# AUFGABE
Beginne bei der Zeile mit „For this challenge, identify the woman“ und höre nach der Zeile mit „point(372, 170)“ auf. Wandle diese Zeilen in eine JSON-Liste von Zeichenketten um, eine je Zeile und ohne Leerzeilen.

▼

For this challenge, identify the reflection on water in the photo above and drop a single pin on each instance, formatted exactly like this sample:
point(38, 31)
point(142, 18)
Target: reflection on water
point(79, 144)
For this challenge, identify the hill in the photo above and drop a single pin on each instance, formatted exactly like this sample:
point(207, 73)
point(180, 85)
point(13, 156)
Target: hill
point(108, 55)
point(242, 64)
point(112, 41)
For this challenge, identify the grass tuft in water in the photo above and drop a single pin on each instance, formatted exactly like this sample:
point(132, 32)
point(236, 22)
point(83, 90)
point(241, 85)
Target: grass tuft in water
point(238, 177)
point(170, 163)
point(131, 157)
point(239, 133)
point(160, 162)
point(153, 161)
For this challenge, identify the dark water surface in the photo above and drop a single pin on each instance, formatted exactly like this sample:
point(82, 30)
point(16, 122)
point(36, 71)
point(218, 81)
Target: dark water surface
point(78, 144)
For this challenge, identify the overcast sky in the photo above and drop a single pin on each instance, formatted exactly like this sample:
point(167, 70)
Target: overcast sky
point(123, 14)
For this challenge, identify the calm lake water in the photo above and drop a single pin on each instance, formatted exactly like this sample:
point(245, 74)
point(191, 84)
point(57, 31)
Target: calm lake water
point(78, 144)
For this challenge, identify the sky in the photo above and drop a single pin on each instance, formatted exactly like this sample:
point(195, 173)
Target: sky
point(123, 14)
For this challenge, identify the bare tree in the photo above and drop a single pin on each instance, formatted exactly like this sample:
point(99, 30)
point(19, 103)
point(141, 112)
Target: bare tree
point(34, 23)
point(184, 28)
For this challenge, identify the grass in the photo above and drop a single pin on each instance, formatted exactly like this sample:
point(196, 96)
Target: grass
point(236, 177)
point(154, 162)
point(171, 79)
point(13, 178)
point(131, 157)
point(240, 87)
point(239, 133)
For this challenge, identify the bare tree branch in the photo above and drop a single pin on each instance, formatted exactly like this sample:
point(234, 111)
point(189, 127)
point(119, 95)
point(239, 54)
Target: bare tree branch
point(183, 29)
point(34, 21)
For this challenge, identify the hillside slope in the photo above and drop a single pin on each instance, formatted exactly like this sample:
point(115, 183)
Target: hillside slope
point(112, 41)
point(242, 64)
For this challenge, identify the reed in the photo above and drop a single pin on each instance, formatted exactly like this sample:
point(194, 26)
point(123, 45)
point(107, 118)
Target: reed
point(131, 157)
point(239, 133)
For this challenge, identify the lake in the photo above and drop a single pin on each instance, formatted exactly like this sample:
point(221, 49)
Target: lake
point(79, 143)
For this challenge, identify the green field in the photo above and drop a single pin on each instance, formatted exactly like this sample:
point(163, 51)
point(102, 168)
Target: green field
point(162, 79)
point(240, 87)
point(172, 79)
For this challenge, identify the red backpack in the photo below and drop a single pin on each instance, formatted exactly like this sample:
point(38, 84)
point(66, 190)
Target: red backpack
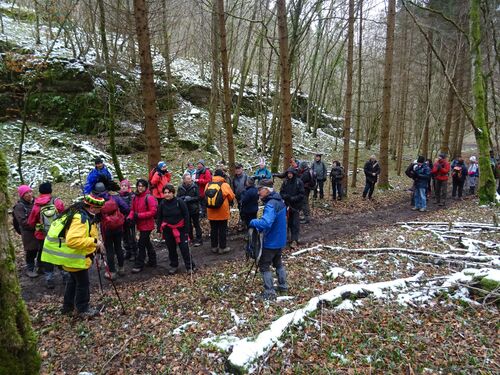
point(112, 218)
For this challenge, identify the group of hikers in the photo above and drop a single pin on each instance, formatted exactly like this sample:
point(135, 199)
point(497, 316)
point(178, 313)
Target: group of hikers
point(432, 178)
point(114, 221)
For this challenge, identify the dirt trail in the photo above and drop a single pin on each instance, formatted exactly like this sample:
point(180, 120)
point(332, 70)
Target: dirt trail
point(332, 227)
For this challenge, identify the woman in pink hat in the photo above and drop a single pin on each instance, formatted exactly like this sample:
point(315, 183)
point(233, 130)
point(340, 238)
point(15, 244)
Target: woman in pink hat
point(21, 212)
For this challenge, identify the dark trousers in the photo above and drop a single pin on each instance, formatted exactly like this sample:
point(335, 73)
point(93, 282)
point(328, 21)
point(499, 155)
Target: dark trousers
point(457, 185)
point(441, 187)
point(369, 188)
point(129, 240)
point(248, 217)
point(319, 186)
point(183, 247)
point(218, 233)
point(77, 293)
point(144, 244)
point(294, 224)
point(337, 189)
point(194, 223)
point(113, 245)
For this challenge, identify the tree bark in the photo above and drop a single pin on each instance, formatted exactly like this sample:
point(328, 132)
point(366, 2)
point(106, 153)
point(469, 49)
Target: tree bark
point(18, 342)
point(147, 83)
point(111, 89)
point(226, 83)
point(286, 108)
point(358, 104)
point(487, 186)
point(348, 95)
point(386, 98)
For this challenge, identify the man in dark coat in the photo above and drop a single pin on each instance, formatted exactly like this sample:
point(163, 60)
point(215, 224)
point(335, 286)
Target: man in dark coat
point(293, 193)
point(372, 170)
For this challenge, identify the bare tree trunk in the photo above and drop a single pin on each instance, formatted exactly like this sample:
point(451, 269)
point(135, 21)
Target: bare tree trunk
point(226, 83)
point(286, 107)
point(111, 89)
point(348, 95)
point(425, 135)
point(386, 97)
point(147, 82)
point(18, 342)
point(358, 105)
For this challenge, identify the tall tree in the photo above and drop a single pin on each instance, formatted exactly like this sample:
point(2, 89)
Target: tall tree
point(487, 186)
point(348, 93)
point(18, 352)
point(386, 97)
point(147, 83)
point(111, 89)
point(285, 97)
point(226, 83)
point(358, 104)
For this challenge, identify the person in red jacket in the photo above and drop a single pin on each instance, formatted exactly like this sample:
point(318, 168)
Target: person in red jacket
point(142, 213)
point(440, 171)
point(161, 177)
point(41, 222)
point(202, 178)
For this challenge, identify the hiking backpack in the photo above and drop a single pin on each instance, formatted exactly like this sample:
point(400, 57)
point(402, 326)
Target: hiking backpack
point(48, 213)
point(115, 219)
point(213, 195)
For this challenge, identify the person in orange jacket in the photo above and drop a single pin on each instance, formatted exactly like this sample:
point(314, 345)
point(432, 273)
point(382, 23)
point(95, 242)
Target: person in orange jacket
point(440, 171)
point(219, 216)
point(161, 177)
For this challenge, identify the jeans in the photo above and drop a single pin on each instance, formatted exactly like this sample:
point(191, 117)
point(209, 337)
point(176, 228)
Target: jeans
point(194, 223)
point(420, 195)
point(441, 187)
point(113, 245)
point(320, 185)
point(77, 293)
point(369, 188)
point(218, 233)
point(183, 247)
point(294, 223)
point(143, 244)
point(457, 185)
point(337, 189)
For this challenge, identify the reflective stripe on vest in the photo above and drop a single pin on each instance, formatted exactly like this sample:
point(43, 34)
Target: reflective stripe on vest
point(56, 251)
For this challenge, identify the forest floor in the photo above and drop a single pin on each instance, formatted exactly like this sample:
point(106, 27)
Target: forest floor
point(197, 324)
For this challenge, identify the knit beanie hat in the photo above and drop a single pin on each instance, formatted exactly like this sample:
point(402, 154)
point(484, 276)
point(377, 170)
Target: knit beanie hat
point(93, 201)
point(23, 189)
point(45, 188)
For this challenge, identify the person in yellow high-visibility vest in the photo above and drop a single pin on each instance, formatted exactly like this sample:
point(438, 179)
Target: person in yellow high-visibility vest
point(81, 236)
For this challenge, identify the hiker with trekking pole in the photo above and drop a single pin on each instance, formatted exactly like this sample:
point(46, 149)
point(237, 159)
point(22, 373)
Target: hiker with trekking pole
point(273, 226)
point(72, 242)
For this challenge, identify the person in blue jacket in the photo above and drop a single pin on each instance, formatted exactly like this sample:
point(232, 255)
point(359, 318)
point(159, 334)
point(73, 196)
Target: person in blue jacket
point(273, 225)
point(99, 174)
point(262, 173)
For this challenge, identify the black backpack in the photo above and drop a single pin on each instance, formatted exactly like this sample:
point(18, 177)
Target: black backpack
point(213, 195)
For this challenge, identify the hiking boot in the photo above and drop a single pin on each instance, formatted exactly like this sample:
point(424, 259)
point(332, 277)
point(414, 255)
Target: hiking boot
point(89, 313)
point(32, 274)
point(121, 271)
point(110, 275)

▲

# LÖSUNG
[
  "For this challenge, identify the woman in pink hat in the photo above and drop a single pin on each instance, formatted exactly like this sample:",
  "point(315, 183)",
  "point(233, 130)",
  "point(340, 238)",
  "point(15, 244)",
  "Target: woman in pink hat",
  "point(21, 212)",
  "For this challenge, identify the dark trousers in the photo above and drop a single pin on each instance, formatted exactly like this sample:",
  "point(335, 73)",
  "point(93, 282)",
  "point(328, 21)",
  "point(499, 155)",
  "Target: dark trousers",
  "point(457, 185)",
  "point(441, 187)",
  "point(369, 188)",
  "point(129, 240)",
  "point(248, 217)",
  "point(319, 186)",
  "point(183, 247)",
  "point(218, 233)",
  "point(77, 293)",
  "point(144, 244)",
  "point(294, 224)",
  "point(337, 189)",
  "point(194, 223)",
  "point(113, 245)",
  "For this challenge, identify the tree bark in the photo above and drop a single pin on each instance, formatted exactly like this sample:",
  "point(328, 132)",
  "point(366, 2)",
  "point(106, 153)",
  "point(469, 49)",
  "Target: tree bark",
  "point(18, 342)",
  "point(147, 83)",
  "point(111, 89)",
  "point(226, 83)",
  "point(286, 108)",
  "point(358, 104)",
  "point(487, 186)",
  "point(348, 95)",
  "point(386, 98)",
  "For this challenge, identify the man in dark coat in the photo above and drop a single pin on each instance, formatted exactly like this sample:",
  "point(163, 60)",
  "point(215, 224)",
  "point(335, 286)",
  "Target: man in dark coat",
  "point(293, 193)",
  "point(372, 170)"
]